Please rewrite the records below with "drop" changed to "place" everywhere it appears, keeping everything else the same.

----

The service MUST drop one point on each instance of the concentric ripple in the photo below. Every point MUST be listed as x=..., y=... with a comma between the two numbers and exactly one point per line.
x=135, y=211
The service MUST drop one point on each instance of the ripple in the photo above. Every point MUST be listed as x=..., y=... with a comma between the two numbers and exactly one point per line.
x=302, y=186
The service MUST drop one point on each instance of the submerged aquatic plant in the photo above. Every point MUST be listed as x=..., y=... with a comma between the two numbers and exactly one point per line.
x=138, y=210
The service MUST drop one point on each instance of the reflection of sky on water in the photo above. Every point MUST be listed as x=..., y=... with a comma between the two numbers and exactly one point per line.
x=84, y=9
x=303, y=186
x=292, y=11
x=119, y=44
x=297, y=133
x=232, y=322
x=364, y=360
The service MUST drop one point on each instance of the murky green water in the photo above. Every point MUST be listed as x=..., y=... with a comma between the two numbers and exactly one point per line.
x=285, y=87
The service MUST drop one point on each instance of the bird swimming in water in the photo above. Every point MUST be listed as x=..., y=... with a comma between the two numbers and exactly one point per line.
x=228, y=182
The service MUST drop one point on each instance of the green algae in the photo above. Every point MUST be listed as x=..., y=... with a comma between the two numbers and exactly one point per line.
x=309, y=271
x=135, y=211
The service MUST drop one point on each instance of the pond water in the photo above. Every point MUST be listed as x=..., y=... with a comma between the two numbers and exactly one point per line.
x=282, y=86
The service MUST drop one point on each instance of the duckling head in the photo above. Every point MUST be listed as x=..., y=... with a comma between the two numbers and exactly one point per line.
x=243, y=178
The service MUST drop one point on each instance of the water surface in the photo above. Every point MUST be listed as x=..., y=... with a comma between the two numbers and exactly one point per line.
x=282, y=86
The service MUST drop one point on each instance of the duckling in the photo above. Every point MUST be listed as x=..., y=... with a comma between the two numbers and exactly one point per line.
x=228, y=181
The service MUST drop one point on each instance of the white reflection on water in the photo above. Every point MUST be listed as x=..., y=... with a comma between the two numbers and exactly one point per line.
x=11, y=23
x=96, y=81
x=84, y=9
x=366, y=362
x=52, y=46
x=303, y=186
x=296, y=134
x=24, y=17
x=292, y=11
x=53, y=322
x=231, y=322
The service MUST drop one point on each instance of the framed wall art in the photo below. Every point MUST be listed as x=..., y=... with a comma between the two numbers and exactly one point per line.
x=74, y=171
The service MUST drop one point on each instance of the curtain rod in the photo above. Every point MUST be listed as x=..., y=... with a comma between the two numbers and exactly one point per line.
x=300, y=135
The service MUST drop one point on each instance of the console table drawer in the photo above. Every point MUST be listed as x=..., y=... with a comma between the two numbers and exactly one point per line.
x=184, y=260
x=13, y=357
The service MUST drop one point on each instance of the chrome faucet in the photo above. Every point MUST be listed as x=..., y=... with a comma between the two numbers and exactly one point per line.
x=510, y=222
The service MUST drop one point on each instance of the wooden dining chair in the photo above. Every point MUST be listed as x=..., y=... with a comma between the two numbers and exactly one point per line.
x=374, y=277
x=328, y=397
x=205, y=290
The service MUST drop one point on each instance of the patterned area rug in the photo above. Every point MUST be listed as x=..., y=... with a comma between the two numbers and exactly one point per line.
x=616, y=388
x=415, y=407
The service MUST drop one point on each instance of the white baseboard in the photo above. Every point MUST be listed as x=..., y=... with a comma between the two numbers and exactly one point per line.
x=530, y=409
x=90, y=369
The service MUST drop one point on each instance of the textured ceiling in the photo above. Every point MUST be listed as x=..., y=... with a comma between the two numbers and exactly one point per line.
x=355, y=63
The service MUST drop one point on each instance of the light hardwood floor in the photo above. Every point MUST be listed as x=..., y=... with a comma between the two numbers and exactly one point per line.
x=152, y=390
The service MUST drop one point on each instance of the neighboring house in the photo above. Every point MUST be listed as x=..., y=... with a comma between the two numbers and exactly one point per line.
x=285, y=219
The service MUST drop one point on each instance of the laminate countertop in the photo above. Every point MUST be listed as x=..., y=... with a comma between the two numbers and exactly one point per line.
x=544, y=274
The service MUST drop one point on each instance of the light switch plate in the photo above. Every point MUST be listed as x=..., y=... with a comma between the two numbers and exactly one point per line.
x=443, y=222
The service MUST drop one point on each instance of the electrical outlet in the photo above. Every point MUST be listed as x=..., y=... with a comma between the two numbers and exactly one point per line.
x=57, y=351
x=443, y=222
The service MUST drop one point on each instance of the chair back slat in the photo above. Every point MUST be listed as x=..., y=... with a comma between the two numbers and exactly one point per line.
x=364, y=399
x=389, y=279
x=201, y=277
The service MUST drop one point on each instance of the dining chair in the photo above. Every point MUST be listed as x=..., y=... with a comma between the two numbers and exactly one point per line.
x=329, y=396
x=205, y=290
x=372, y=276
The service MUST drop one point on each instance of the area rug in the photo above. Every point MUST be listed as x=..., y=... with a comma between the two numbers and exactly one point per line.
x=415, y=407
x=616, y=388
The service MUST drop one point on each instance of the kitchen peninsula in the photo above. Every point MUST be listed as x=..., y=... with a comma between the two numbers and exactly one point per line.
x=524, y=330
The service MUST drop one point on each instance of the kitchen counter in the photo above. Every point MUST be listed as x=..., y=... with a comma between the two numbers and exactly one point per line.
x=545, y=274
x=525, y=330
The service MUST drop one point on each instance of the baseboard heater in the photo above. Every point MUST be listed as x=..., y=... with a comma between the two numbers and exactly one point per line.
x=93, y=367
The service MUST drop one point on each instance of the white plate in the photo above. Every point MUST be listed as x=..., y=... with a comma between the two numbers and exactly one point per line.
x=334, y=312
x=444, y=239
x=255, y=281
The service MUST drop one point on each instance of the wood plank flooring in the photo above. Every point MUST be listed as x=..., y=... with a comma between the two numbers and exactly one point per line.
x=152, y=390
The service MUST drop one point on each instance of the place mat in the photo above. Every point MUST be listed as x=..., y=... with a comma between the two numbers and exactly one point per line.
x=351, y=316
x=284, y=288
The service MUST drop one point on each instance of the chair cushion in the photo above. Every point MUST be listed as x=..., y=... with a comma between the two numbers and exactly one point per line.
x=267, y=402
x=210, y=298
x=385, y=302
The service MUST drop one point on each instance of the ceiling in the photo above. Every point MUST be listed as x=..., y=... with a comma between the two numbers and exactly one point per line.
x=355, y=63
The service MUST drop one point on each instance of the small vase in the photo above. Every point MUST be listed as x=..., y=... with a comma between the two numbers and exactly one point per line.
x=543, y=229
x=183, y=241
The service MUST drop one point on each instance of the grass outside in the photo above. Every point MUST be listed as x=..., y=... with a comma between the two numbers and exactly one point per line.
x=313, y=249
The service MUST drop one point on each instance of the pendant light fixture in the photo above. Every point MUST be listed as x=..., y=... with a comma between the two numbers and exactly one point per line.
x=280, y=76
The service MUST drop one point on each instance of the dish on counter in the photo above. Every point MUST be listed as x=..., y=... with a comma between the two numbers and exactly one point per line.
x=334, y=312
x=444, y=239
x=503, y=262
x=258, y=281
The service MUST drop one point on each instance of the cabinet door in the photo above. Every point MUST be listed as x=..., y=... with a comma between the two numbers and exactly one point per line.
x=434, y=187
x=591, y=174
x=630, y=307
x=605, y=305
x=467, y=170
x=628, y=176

----

# WRITTEN SOLUTION
The service MUST place one point on each instance of the concentric ripple in the photo below. Every point MUST be listed as x=..., y=... with a comma between the two numbers and exactly one point per line.
x=135, y=211
The service MUST place one point on each instance of the ripple in the photo above. Every point MUST be listed as x=..., y=... with a comma between the two numbers and exactly one point per line.
x=302, y=186
The service MUST place one point on each instance of the submerged aquatic plant in the photo above. Every point MUST be listed as x=..., y=... with a comma between the two numbers and exactly one point per line.
x=138, y=210
The service MUST place one point on each instance of the reflection of sky on water in the photo above. Every point MUST be listed as x=..., y=... with a comma between the two numbers and exactly one point per line.
x=84, y=9
x=303, y=186
x=292, y=11
x=119, y=44
x=297, y=133
x=232, y=322
x=364, y=360
The service MUST place one point on each instance of the murky green water in the photo above. Every point MUST be listed as x=..., y=... with a comma between the two numbers and exactly one point per line.
x=285, y=87
The service MUST place one point on each instance of the bird swimming in water in the photo above. Every point MUST be listed as x=..., y=... with a comma between the two numbers and exactly one point per line.
x=228, y=182
The service MUST place one point on each instance of the green algae in the photo above. Every point MUST be listed as x=..., y=... with a comma between the two numbers and exactly one point per line.
x=309, y=271
x=135, y=211
The service MUST place one point on each instance of the pond water in the photo above. Every point MUST be listed as x=..., y=... with a comma between the two numbers and exactly one point per line.
x=282, y=86
The service MUST place one point on each instance of the duckling head in the photo above. Every point MUST be listed as x=..., y=... with a comma between the two numbers and exactly one point per line.
x=243, y=178
The service MUST place one point on each instance of the water surface in the photo above. Every point MUST be listed as x=..., y=... with a comma between the two numbers and exactly one point per line.
x=282, y=86
The service MUST place one point on each instance of the duckling in the photo above. Every point MUST be listed as x=..., y=... with a comma between the two numbers and exactly one point per line.
x=228, y=181
The service MUST place one point on each instance of the white reflection on water in the photo above. Every point MUST be listed as x=..., y=... with a comma between the two numbers and exactly one point per line.
x=11, y=23
x=96, y=81
x=84, y=9
x=366, y=362
x=52, y=46
x=303, y=186
x=296, y=134
x=24, y=17
x=292, y=11
x=53, y=322
x=231, y=322
The service MUST place one point on each instance of the framed wall art in the photo below. Every point MUST be listed as x=..., y=... with a comma between the two numbers and exactly one point per line.
x=74, y=171
The service MUST place one point on each instance of the curtain rod in the photo above. Every point MUST be listed as x=..., y=... with a comma between the two numbers and exactly one point per line.
x=300, y=135
The service MUST place one point on each instance of the console table drawer in the photo above. Every point MUST be listed as x=..., y=... with a comma between the two numbers and exactly one point per line.
x=184, y=260
x=13, y=357
The service MUST place one point on each instance of the chrome faucet in the photo above. Every point MUST be listed as x=..., y=... with a comma between the two numbers and exactly one point per line.
x=510, y=222
The service MUST place one point on each instance of the wooden dining chair in the photo above. Every point MUST be listed as x=..., y=... with a comma between the two numbers and exactly one point per line.
x=374, y=277
x=328, y=397
x=205, y=290
The service MUST place one point on each instance of the patterned area rug in the photo above. Every point MUST be listed as x=..., y=... with a comma between the two numbers and exactly one point per line.
x=616, y=388
x=415, y=407
The service MUST place one point on each instance of the white baseboard in the photo above. Every point MUST be listed as x=..., y=... with a comma between the two numbers and exactly one point per line.
x=530, y=409
x=90, y=369
The service MUST place one point on each instance of the textured ceiling in the photo above. Every point MUST be listed as x=..., y=... with a comma between the two numbers and exactly one point per line.
x=355, y=63
The service MUST place one point on each instance of the light hardwood floor in the photo above. Every point MUST be listed as x=..., y=... with a comma between the two numbers and exactly one point per line.
x=152, y=390
The service MUST place one point on each instance of the neighboring house in the photo above. Every point MUST be listed as x=..., y=... with a comma between the two numbers and exactly one point per line.
x=285, y=219
The service MUST place one point on each instance of the laminate countertop in the photo above. Every point MUST be listed as x=..., y=... with a comma between the two numbers and exactly one point per line.
x=544, y=274
The service MUST place one point on each instance of the light switch plate in the photo above. Every point MUST be listed as x=..., y=... with a comma between the two numbers and exactly one point per line.
x=443, y=222
The service MUST place one point on each instance of the electrical outlet in the photo above. Every point MUST be listed as x=..., y=... with a comma between the two numbers and exactly one point per line.
x=57, y=351
x=443, y=222
The service MUST place one point on each instance of the chair back slat in the photo above. Every point MUST be listed as x=..., y=... with a comma between the two numbers and exactly one point per line.
x=364, y=399
x=389, y=279
x=201, y=277
The service MUST place one point on each instance of the dining chair in the photo above. Every point MUST be listed as x=..., y=... with a comma between the two numbers and exactly one point per line.
x=329, y=396
x=205, y=290
x=372, y=276
The service MUST place one point on each instance of the area rug in the photo above. Every point MUST be listed as x=..., y=... with a comma between the two numbers and exactly one point per line.
x=415, y=407
x=616, y=388
The service MUST place one point on each instance of the kitchen peninsula in the photo above. Every point MUST be listed as x=..., y=... with a comma between the two numbers and exactly one point per line.
x=524, y=330
The service MUST place one point on each instance of the kitchen counter in the photo above. Every point MUST be listed as x=..., y=... with a comma between the two numbers and exactly one point per line.
x=545, y=274
x=525, y=330
The service MUST place one point on each instance of the baseboard heater in the photo above. Every point MUST be listed as x=..., y=... with a comma between the two numbers and exactly one point per line.
x=93, y=367
The service MUST place one point on each instance of the white plate in the photo above. Every point MUST be listed as x=..., y=... with a comma between the two numbers and exactly one point per line.
x=334, y=312
x=444, y=239
x=255, y=281
The service MUST place one point on each instance of the wood plank flooring in the photo above. Every point MUST be listed as x=..., y=... with a comma between the two numbers and exactly one point per line.
x=152, y=390
The service MUST place one point on each instance of the place mat in the photo above. Every point MUST be listed as x=..., y=... with a comma between the two numbers and exactly one point per line.
x=351, y=316
x=284, y=288
The service MUST place one point on each instance of the chair cushion in the photo above. Every point MUST be listed as x=..., y=... with a comma between the two numbers and exactly one point per line.
x=267, y=402
x=210, y=298
x=385, y=302
The service MUST place one point on each instance of the ceiling in the photo above. Every point MUST be listed as x=..., y=... with a comma between the two numbers and exactly one point per line.
x=355, y=63
The service MUST place one point on each instance of the small vase in the photo above. Every point MUST be listed as x=..., y=... with a comma between the two numbers and exactly one point per line.
x=543, y=229
x=183, y=241
The service MUST place one point on each instance of the grass outside in the photo above. Every point MUST be listed as x=..., y=... with a comma between the two numbers and exactly one point per line.
x=313, y=249
The service MUST place one point on each instance of the pendant light fixture in the photo above. Every point MUST be listed as x=..., y=... with a comma between the two numbers and exactly one point per line.
x=280, y=76
The service MUST place one point on each instance of the dish on counter in the photo above. Every point MUST be listed as x=..., y=... with a comma between the two numbers and exactly one point per line.
x=334, y=312
x=444, y=239
x=503, y=262
x=258, y=281
The service MUST place one point on each instance of the cabinet door in the photo above. Every point MUST be listed as x=..., y=... with a comma between the two numbers and exactly one point per line.
x=434, y=187
x=591, y=174
x=630, y=307
x=605, y=305
x=467, y=170
x=628, y=176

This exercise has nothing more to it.